**Exercise requirements**. Format every line of the records below as a numbered list, skipping any blank lines.
--- Start Records to process ---
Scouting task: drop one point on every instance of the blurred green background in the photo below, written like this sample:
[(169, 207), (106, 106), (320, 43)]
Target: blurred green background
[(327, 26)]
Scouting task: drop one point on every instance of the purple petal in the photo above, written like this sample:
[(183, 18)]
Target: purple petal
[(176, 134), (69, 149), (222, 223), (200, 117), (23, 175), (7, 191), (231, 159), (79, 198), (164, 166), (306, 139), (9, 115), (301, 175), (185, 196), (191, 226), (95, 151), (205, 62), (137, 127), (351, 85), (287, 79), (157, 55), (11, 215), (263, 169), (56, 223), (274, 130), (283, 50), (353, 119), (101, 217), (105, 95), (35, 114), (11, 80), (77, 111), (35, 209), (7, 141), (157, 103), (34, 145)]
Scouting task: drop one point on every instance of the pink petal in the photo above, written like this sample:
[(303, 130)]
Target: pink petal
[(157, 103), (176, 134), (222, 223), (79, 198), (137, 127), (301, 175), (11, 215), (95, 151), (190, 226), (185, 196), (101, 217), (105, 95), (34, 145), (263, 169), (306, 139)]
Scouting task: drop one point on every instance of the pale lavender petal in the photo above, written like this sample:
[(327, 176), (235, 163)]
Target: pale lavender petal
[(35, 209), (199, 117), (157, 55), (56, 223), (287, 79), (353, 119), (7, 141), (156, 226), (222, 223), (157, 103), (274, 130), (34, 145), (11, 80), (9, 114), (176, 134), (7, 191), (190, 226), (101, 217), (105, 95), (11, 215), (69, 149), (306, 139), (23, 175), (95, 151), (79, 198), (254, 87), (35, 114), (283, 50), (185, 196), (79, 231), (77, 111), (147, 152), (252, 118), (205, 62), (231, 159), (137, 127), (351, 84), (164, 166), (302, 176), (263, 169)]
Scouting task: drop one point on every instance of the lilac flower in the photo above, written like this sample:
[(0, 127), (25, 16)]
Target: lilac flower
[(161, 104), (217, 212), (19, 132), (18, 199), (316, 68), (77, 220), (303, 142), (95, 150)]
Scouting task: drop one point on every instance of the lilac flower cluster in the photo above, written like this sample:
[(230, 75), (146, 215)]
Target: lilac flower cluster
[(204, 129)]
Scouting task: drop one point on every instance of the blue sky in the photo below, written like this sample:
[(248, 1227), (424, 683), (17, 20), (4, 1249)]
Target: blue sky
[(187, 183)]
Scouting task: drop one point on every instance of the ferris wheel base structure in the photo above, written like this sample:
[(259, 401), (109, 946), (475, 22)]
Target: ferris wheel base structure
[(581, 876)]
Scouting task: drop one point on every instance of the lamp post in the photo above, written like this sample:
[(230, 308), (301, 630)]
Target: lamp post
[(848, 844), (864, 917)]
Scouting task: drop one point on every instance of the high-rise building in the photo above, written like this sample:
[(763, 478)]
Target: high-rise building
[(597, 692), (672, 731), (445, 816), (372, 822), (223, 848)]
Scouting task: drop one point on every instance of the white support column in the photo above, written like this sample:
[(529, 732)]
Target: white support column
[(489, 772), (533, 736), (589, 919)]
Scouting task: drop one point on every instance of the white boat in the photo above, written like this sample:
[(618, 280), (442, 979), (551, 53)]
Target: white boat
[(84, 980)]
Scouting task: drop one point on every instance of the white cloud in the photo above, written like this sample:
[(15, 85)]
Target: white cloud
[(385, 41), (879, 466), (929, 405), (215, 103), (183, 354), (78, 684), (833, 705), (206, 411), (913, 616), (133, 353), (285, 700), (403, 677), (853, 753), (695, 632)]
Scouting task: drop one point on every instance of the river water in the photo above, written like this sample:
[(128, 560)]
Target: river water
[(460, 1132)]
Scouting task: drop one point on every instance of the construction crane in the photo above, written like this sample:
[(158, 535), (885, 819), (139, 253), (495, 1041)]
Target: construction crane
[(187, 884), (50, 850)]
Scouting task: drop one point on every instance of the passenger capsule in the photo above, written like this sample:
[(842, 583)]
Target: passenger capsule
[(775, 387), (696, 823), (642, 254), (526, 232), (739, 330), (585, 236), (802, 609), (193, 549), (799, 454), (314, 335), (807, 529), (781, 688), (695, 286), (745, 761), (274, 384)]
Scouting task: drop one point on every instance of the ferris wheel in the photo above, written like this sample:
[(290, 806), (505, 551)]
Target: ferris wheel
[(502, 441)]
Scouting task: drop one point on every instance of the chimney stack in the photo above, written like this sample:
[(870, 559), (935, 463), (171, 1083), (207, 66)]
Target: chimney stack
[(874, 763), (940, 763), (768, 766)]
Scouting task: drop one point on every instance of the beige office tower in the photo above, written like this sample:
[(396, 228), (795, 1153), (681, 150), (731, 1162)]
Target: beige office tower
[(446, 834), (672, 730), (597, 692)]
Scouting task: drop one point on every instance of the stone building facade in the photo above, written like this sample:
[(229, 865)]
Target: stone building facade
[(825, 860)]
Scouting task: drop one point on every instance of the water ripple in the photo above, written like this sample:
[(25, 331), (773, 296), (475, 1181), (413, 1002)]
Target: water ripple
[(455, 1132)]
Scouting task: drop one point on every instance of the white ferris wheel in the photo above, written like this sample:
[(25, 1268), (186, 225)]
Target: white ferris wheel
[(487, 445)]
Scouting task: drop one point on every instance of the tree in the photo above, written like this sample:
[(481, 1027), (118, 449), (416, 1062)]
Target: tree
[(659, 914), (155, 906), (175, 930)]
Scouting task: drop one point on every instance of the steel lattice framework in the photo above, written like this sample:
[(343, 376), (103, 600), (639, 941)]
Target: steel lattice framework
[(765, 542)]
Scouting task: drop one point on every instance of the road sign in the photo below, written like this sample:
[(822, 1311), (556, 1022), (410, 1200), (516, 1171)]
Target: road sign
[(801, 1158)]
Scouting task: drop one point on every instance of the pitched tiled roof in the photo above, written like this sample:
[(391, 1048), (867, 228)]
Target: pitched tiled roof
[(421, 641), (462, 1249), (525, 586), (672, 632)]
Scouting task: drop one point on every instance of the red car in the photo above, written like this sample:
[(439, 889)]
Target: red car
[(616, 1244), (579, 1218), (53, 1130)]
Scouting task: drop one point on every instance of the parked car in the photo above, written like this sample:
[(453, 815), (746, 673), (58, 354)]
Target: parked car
--- End Records to process ---
**Right answer**.
1. Scouting task: drop one point on every instance of the blurred green background in the photo below, written like this sample:
2. [(169, 207), (106, 106), (320, 43)]
3. Target: blurred green background
4. [(327, 26)]
5. Scouting task: drop one point on every instance of the purple petal in the photo above, written like this sample:
6. [(183, 18)]
7. Target: purple petal
8. [(176, 134), (69, 149), (222, 223), (200, 117), (23, 175), (7, 191), (231, 159), (79, 198), (164, 166), (306, 139), (9, 115), (301, 175), (185, 196), (191, 226), (95, 151), (205, 62), (137, 127), (351, 85), (287, 79), (157, 55), (11, 215), (263, 169), (56, 223), (274, 130), (283, 50), (353, 119), (101, 217), (105, 95), (35, 114), (11, 80), (77, 111), (35, 209), (7, 141), (157, 103), (34, 145)]
9. Scouting task: drop one point on every instance of the pink petal in the photo above, written like this sample:
10. [(303, 130)]
11. Target: pink petal
12. [(157, 103), (176, 134), (222, 223), (79, 198), (137, 127), (301, 175), (11, 215), (95, 151), (190, 226), (185, 196), (101, 217), (105, 95), (34, 145), (263, 169), (306, 139)]
13. Scouting task: drop one point on every instance of the pale lavender petal in the photo above, written like this sample:
14. [(327, 176), (235, 163)]
15. Target: pale lavender petal
16. [(35, 209), (199, 117), (157, 55), (56, 223), (287, 79), (353, 119), (7, 141), (156, 226), (222, 223), (157, 103), (274, 130), (34, 145), (11, 80), (9, 114), (176, 134), (7, 191), (190, 226), (101, 217), (105, 95), (11, 215), (69, 149), (306, 139), (23, 175), (95, 151), (79, 198), (254, 87), (35, 114), (283, 50), (185, 196), (79, 231), (77, 111), (147, 152), (252, 118), (205, 62), (231, 159), (137, 127), (351, 84), (164, 166), (302, 176), (263, 169)]
17. Scouting task: drop one point on every instance of the lilac flower in the photo above, written like this sample:
18. [(0, 127), (25, 16)]
19. Target: lilac flower
20. [(161, 104), (217, 212), (19, 132), (18, 199), (316, 68), (77, 220), (303, 142), (95, 150)]
21. Scouting task: drop one point on every instance of the lilac flower cluster in the photo above, written like this sample:
22. [(230, 75), (146, 215)]
23. Target: lilac flower cluster
24. [(204, 129)]
25. Scouting task: drop one point on every instance of the blue sky in the photo below, written like this sample:
26. [(248, 1227), (424, 683), (17, 20), (4, 1249)]
27. Target: blue sky
28. [(187, 183)]
29. Scouting task: drop one point on every instance of the ferris wheel base structure in the photo above, written like this sample:
30. [(259, 401), (109, 946), (475, 22)]
31. Target: ferris wheel base structure
32. [(581, 876)]
33. Scouting task: drop one point on every instance of the lamp post in the photo above, written like this sample:
34. [(230, 308), (301, 630)]
35. Target: lamp post
36. [(848, 844), (864, 917)]
37. Scouting task: drop one point on every instance of the high-rise building in the photo above, written like this sample:
38. [(763, 478)]
39. Target: high-rise building
40. [(597, 692), (672, 731), (445, 816), (372, 822), (223, 848)]
41. Scouting task: drop one point on every instance of the white support column in the photo above, written like this sample:
42. [(529, 732)]
43. Target: white support column
44. [(489, 772), (533, 736), (589, 919)]
45. Scouting task: drop one point on every instance of the white boat in the photo above, written like this sample:
46. [(618, 280), (442, 979), (551, 53)]
47. Target: white boat
48. [(84, 980)]
49. Scouting task: drop one point on every instance of the white cloud in the photo above, written like this sample:
50. [(15, 85)]
51. Target: white cloud
52. [(385, 41), (879, 466), (929, 405), (215, 103), (183, 354), (78, 684), (833, 705), (206, 411), (913, 616), (133, 353), (285, 700), (403, 677), (853, 753), (695, 632)]
53. Scouting task: drop one point on every instance of the river water in the photo above, written like this sample:
54. [(128, 560)]
55. Target: river water
56. [(460, 1132)]
57. Scouting task: drop one point on every instance of the construction crane in the photo above, written like this sample:
58. [(158, 535), (885, 819), (139, 253), (495, 1041)]
59. Target: construction crane
60. [(187, 884), (50, 850)]
61. Scouting task: drop one point on every instance of the passenger capsule in the photo above, written like this sample:
62. [(842, 583)]
63. Target: passenger capsule
64. [(775, 387), (696, 823), (642, 254), (526, 232), (739, 330), (585, 236), (802, 609), (193, 549), (799, 454), (314, 335), (807, 529), (781, 688), (695, 286), (745, 761), (274, 384)]
65. Scouting task: drop one point on every instance of the ferris wheel in the photo above, written like this sample:
66. [(290, 806), (505, 551)]
67. Target: ferris wheel
68. [(502, 441)]
69. Scouting task: drop one point on every instance of the chimney stack in the photo above, written like this sample:
70. [(870, 559), (935, 463), (171, 1083), (207, 66)]
71. Target: chimney stack
72. [(874, 763), (940, 763), (768, 766)]
73. Scouting task: drop one point on every instance of the beige office tower in the photo above, written like this sample:
74. [(396, 228), (795, 1153), (681, 150), (731, 1162)]
75. Target: beige office tower
76. [(446, 834), (672, 730), (597, 692)]
77. Scouting task: drop one point on every instance of the stone building facade in the photo above, written like this sample:
78. [(229, 865)]
79. Target: stone building facade
80. [(825, 860)]
81. Scouting task: drop one point on every instance of the water ripple in the photo above, written like this sample:
82. [(25, 331), (773, 296), (475, 1181), (413, 1002)]
83. Target: water ripple
84. [(455, 1132)]
85. Scouting task: drop one point on every instance of the white ferris wheel in the photo above, written like this sample:
86. [(25, 1268), (186, 225)]
87. Target: white ferris wheel
88. [(487, 445)]
89. Scouting task: drop one point on every instance of the tree in the photo above, written like this sample:
90. [(481, 1027), (118, 449), (416, 1062)]
91. Target: tree
92. [(659, 914), (155, 906), (175, 930)]
93. Scouting task: drop one point on every instance of the steel lattice framework in the photo above, written like this sample:
94. [(343, 376), (103, 600), (639, 941)]
95. Target: steel lattice framework
96. [(765, 542)]
97. Scouting task: drop one point on every instance of the road sign in the photo below, written like this sample:
98. [(822, 1311), (556, 1022), (410, 1200), (516, 1171)]
99. Target: road sign
100. [(801, 1158)]
101. Scouting task: drop one point on every instance of the pitched tiled roof in the photo above, written like this sample:
102. [(391, 1048), (867, 228)]
103. Target: pitched tiled roof
104. [(421, 641), (462, 1249), (525, 586), (672, 632)]
105. Scouting task: drop one point on every instance of the red car in the photo above, written like this sample:
106. [(439, 889)]
107. Target: red car
108. [(616, 1244), (579, 1218), (53, 1130)]
109. Scouting task: drop one point on every instance of the parked car in the photo above, written like this sample:
110. [(453, 815), (746, 673), (58, 354)]
111. Target: parked car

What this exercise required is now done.